→ Task objective
What lines in the records include the string "yellow"? Return each one.
---------- Study material ----------
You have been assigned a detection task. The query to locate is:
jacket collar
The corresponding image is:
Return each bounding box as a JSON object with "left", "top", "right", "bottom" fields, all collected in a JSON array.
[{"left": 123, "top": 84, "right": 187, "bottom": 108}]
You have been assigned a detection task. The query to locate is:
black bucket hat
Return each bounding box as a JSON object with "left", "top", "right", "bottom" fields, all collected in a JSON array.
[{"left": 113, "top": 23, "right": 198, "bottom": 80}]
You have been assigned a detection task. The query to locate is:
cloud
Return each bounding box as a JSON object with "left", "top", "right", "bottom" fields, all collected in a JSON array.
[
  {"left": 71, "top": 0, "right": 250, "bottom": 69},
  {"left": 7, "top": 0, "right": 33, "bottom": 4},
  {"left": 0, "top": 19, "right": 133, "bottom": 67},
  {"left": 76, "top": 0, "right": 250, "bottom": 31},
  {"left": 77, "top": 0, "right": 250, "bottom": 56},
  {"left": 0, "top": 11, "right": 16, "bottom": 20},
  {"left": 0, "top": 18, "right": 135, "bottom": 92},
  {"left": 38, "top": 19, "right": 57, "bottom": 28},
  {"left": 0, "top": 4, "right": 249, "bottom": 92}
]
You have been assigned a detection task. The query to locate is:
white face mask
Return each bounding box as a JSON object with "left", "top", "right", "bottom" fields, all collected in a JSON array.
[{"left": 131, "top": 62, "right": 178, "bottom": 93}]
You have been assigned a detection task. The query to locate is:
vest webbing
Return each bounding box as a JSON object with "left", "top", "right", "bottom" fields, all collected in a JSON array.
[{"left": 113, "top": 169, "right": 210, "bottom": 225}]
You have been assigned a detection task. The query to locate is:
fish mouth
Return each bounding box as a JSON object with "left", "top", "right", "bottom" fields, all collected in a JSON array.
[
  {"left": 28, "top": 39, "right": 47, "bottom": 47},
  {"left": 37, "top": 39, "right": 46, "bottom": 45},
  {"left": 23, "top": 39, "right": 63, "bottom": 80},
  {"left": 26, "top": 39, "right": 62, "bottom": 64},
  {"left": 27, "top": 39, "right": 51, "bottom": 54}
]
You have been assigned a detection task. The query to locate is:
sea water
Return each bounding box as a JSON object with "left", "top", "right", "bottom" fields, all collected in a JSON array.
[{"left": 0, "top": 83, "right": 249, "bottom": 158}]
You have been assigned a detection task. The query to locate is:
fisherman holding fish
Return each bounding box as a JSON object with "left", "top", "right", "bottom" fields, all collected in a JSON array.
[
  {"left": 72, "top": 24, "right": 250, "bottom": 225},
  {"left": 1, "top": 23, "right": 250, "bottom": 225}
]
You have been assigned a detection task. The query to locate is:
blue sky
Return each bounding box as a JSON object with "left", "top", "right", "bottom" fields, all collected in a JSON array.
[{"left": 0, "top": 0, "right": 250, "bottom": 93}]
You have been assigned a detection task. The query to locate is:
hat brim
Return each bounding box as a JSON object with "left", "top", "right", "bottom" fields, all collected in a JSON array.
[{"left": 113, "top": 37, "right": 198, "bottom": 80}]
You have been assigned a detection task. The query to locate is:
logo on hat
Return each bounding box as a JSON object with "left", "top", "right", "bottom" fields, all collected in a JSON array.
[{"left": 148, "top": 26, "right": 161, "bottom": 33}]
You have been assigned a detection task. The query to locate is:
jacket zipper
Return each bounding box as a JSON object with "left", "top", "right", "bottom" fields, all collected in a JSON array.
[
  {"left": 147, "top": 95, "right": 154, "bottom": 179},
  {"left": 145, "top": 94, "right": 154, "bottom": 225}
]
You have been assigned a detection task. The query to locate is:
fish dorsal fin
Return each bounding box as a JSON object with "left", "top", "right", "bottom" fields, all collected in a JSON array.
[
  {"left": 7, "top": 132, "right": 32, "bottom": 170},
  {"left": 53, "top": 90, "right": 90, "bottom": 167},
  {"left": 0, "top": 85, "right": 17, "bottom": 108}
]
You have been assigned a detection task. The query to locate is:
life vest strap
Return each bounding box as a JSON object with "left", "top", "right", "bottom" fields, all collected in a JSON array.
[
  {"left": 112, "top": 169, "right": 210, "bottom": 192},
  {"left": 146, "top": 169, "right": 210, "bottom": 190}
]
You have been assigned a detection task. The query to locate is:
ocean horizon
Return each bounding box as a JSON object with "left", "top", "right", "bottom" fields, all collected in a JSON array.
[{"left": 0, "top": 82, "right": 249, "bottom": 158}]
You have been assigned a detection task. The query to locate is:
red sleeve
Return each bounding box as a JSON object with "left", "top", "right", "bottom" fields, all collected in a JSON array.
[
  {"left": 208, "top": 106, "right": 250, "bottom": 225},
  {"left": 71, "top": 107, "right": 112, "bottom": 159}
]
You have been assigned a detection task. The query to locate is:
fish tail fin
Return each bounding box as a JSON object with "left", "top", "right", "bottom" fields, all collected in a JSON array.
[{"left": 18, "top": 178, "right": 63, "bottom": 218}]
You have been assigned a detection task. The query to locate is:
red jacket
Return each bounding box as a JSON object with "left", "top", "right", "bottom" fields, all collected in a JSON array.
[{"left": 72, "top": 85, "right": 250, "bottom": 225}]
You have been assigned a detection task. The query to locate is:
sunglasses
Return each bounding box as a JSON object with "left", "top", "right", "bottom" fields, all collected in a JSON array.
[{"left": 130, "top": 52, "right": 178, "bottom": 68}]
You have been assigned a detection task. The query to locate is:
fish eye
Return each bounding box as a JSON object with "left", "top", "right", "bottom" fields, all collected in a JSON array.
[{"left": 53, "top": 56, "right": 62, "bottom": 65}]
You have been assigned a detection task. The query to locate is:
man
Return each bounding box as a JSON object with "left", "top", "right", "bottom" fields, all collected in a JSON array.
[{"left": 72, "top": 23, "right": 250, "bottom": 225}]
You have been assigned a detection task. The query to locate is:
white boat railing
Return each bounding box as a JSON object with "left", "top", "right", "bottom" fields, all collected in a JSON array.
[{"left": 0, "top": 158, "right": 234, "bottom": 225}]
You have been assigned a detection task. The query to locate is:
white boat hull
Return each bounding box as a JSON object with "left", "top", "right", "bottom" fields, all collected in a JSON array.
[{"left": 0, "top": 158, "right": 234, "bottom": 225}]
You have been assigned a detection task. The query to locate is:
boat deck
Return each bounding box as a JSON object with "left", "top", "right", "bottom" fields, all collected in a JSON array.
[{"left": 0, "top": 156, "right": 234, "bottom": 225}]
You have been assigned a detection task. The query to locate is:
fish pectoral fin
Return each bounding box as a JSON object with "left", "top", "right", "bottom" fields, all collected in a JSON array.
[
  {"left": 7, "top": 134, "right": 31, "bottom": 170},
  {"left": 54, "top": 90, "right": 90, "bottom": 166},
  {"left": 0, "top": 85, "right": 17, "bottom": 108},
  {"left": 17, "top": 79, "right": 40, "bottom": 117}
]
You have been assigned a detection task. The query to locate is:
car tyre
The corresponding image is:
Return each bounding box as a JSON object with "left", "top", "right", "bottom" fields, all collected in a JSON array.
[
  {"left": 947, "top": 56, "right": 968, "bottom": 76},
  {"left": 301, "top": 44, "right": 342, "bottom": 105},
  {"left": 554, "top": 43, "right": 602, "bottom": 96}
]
----------
---------- Study material ----------
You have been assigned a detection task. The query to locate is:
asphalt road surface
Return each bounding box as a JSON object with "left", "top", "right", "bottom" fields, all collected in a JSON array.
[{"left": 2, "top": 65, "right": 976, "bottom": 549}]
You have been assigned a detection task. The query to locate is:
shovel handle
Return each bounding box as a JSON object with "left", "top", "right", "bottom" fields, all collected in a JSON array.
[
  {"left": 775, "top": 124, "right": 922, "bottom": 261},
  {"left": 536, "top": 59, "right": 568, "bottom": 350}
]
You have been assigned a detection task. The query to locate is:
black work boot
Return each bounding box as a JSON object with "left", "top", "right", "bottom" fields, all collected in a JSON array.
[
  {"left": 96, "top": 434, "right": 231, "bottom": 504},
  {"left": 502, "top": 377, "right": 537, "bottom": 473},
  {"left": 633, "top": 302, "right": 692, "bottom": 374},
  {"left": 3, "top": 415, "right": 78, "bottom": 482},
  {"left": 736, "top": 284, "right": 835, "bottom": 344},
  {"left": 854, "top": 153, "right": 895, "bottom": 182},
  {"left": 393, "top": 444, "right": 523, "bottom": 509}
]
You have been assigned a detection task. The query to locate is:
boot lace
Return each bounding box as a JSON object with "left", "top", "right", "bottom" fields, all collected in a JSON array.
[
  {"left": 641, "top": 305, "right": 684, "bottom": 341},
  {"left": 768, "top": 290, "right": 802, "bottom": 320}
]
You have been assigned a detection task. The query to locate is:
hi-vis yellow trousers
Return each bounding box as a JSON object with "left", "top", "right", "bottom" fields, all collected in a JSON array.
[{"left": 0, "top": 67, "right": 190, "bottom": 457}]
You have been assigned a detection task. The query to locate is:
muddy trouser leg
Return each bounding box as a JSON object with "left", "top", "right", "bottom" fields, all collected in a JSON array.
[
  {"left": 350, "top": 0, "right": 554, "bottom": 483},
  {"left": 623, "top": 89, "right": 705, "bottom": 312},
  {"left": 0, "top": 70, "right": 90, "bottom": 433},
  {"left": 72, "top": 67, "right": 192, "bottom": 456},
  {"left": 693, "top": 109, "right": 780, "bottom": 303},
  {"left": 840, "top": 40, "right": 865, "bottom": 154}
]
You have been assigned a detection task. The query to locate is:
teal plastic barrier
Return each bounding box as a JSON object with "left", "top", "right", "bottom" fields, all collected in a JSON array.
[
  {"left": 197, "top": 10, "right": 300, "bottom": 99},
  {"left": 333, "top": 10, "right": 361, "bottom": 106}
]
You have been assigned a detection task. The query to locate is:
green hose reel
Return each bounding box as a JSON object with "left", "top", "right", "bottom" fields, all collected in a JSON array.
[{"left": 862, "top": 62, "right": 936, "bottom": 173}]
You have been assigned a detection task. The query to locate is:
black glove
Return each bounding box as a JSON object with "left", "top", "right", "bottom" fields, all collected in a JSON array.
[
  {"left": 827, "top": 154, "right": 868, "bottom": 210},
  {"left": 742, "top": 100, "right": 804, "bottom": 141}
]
----------
---------- Study material ----------
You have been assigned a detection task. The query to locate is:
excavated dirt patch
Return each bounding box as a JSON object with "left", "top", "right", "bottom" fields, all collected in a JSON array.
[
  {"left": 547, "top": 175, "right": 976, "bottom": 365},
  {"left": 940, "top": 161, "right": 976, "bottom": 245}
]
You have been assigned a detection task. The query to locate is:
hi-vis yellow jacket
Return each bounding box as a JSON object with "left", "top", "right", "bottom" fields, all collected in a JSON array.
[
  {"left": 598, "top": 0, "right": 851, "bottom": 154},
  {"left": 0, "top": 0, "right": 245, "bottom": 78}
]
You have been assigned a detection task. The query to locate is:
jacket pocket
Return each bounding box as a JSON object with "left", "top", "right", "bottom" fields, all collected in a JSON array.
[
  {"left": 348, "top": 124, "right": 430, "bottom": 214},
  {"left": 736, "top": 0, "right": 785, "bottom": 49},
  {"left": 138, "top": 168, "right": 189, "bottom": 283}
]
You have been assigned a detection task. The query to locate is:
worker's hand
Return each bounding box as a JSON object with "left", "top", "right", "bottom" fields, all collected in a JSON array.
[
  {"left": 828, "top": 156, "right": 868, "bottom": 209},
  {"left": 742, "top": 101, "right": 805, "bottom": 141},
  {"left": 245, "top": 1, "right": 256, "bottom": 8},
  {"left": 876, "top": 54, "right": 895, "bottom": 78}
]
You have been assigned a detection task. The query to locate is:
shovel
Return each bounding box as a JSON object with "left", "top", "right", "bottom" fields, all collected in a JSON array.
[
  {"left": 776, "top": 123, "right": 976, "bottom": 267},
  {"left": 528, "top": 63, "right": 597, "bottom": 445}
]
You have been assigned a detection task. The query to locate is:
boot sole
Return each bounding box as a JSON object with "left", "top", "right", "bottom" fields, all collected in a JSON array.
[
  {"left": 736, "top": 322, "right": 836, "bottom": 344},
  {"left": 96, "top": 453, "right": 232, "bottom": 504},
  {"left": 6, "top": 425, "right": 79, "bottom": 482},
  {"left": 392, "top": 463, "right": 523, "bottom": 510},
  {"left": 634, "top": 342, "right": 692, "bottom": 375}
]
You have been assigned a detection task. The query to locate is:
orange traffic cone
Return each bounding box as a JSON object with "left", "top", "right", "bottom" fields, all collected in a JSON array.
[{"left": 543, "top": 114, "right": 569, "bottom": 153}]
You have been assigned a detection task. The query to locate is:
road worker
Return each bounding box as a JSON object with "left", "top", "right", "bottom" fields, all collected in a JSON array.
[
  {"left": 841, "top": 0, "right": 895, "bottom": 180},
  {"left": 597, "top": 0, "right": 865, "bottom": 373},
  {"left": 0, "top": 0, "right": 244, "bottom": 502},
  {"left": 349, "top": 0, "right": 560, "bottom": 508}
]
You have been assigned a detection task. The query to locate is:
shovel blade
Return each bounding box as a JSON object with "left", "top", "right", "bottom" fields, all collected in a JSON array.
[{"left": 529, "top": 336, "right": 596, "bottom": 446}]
----------
→ Exercise output
hi-vis yellow trousers
hi-vis yellow jacket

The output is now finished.